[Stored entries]
· · ·
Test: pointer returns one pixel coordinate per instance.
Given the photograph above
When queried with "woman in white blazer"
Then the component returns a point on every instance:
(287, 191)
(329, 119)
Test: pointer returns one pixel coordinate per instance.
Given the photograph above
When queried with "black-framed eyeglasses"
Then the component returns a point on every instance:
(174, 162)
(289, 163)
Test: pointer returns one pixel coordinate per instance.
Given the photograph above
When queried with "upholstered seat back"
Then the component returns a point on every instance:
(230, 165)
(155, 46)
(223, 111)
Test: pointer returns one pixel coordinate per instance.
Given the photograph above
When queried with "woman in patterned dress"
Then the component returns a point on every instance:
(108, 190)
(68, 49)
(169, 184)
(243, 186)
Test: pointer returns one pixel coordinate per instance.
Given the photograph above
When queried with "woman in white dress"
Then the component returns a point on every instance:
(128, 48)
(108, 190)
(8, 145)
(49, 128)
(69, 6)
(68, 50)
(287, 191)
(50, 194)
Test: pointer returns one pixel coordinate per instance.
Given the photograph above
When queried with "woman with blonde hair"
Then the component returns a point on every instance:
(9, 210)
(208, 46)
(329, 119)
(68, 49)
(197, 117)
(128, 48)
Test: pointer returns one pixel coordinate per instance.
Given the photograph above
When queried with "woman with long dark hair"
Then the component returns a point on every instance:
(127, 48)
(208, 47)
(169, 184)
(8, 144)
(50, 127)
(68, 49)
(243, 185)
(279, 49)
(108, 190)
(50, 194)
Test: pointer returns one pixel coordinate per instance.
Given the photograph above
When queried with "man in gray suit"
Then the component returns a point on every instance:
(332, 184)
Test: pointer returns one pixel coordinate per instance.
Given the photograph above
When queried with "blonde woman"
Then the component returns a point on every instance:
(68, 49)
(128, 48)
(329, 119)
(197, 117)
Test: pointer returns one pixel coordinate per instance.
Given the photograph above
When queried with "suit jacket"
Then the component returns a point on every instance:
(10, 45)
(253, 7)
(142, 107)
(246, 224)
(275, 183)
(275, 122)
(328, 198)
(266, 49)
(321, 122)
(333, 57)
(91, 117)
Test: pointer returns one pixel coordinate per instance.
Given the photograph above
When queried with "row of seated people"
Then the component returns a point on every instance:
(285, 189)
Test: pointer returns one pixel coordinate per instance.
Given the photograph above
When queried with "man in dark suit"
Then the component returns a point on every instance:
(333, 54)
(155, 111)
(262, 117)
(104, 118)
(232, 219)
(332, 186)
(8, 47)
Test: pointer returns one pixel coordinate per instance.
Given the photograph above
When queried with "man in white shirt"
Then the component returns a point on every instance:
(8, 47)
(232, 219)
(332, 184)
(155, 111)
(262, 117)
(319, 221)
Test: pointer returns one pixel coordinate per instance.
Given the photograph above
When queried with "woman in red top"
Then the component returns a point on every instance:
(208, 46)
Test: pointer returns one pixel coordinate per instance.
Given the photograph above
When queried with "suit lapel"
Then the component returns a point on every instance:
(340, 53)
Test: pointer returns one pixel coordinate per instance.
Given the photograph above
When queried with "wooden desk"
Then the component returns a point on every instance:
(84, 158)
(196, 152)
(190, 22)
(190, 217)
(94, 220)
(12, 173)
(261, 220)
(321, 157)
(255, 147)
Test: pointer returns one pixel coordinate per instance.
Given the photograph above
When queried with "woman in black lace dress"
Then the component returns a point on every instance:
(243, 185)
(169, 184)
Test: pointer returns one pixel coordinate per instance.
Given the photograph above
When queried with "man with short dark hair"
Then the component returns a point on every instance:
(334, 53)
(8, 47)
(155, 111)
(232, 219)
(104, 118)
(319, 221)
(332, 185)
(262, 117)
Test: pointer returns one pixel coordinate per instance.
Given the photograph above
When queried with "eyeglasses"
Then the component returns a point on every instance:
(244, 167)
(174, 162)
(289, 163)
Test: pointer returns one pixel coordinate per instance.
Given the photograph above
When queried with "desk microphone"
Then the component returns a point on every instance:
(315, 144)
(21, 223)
· · ·
## Task requirements
Pull out every line of the entries that includes the word "white".

## Reply to the task
When queried with "woman in white blazer"
When queried with "woman in white dress"
When queried with "man in white shirt"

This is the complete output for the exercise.